Tasks —
(1) Name every person mentioned in the text on Afghanistan's national anthems.
(2) In the text on Afghanistan's national anthems, rewrite the passage that starts at the words "National anthem of" and ends after "had no lyrics.", using "kingdom" in place of "monarchy".

Excerpt —
######
= National anthems of Afghanistan =

National anthem of Afghanistan

Afghanistan has had a number of different national anthems throughout its history as the country has changed governments numerous times mostly resulting from political instability.

==History==

===The Royal Salute (1926–1943)===

Afghanistan's first national anthem was adopted during its period as a monarchy. It was instrumental and had no lyrics.

===Grand Salute (Our Brave and Noble King) (1943–1973)===

This was Afghanistan's second national anthem during its monarchical period.

=== Be ardent, be more ardent (1978–1992)===

Another national anthem was adopted after the Democratic Republic of Afghanistan was set up in 1978. Its lyrics were written by Sulaiman Layeq on behalf of the government of the People's Democratic Party of Afghanistan (PDPA) headed by Nur Muhammad Taraki, who decided to change the national symbols after the Marxist coup d'état of 1978. The music was composed by Jalīl Ghahlānd and was arranged by Ustad Salim Sarmad. It is known alternatively by the title of "Garam shah lā garam shah" ("Be ardent, be more ardent"), which is also the song's incipit. Like many national anthems, it was sometimes sung abbreviated, with only the chorus and the first stanza. In 1986, Afghanistan officially abandoned communism, but this song was kept as the national anthem until 1992, when it was discontinued.
######
[Data items]
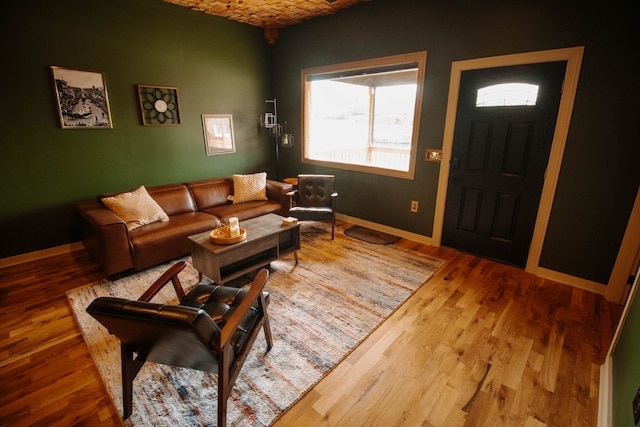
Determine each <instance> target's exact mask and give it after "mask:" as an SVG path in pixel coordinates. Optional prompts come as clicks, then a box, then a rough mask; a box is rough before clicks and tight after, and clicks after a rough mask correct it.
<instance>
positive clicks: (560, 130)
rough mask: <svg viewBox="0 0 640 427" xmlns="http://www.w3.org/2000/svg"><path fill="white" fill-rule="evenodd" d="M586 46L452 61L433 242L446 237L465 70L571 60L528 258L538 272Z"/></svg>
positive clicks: (558, 114)
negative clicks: (453, 159)
mask: <svg viewBox="0 0 640 427" xmlns="http://www.w3.org/2000/svg"><path fill="white" fill-rule="evenodd" d="M583 55H584V46H577V47H570V48H564V49H554V50H544V51H538V52H528V53H518V54H513V55H503V56H493V57H489V58H479V59H470V60H466V61H456V62H453V63H452V65H451V79H450V82H449V99H448V104H447V116H446V120H445V128H444V139H443V142H442V162H441V164H440V175H439V178H438V193H437V197H436V210H435V218H434V221H433V234H432V236H433V244H434V245H436V246H440V244H441V241H442V227H443V223H444V207H445V202H446V198H447V188H448V181H449V161H450V160H451V149H452V146H453V133H454V128H455V123H456V113H457V111H456V110H457V106H458V94H459V91H460V77H461V75H462V72H463V71H467V70H477V69H482V68H493V67H502V66H510V65H521V64H535V63H540V62H553V61H567V70H566V73H565V80H564V87H563V91H562V97H561V99H560V107H559V109H558V118H557V121H556V129H555V132H554V135H553V142H552V145H551V152H550V154H549V163H548V164H547V173H546V178H545V182H544V186H543V188H542V196H541V198H540V207H539V208H538V215H537V217H536V224H535V228H534V230H533V237H532V240H531V248H530V249H529V256H528V258H527V265H526V271H528V272H531V273H534V274H535V273H536V271H537V269H538V264H539V262H540V254H541V253H542V244H543V243H544V238H545V234H546V232H547V226H548V225H549V217H550V215H551V207H552V204H553V198H554V196H555V192H556V186H557V184H558V177H559V176H560V166H561V165H562V157H563V155H564V148H565V145H566V142H567V134H568V132H569V124H570V122H571V114H572V113H573V104H574V100H575V94H576V90H577V87H578V77H579V76H580V67H581V66H582V57H583Z"/></svg>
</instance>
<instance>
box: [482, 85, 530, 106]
mask: <svg viewBox="0 0 640 427" xmlns="http://www.w3.org/2000/svg"><path fill="white" fill-rule="evenodd" d="M537 101H538V85H533V84H529V83H502V84H497V85H492V86H485V87H483V88H480V89H478V95H477V97H476V107H507V106H508V107H515V106H530V105H536V102H537Z"/></svg>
######
Outputs by task —
(1) Sulaiman Layeq, Nur Muhammad Taraki, Jalīl Ghahlānd, Ustad Salim Sarmad

(2)
National anthem of Afghanistan

Afghanistan has had a number of different national anthems throughout its history as the country has changed governments numerous times mostly resulting from political instability.

==History==

===The Royal Salute (1926–1943)===

Afghanistan's first national anthem was adopted during its period as a kingdom. It was instrumental and had no lyrics.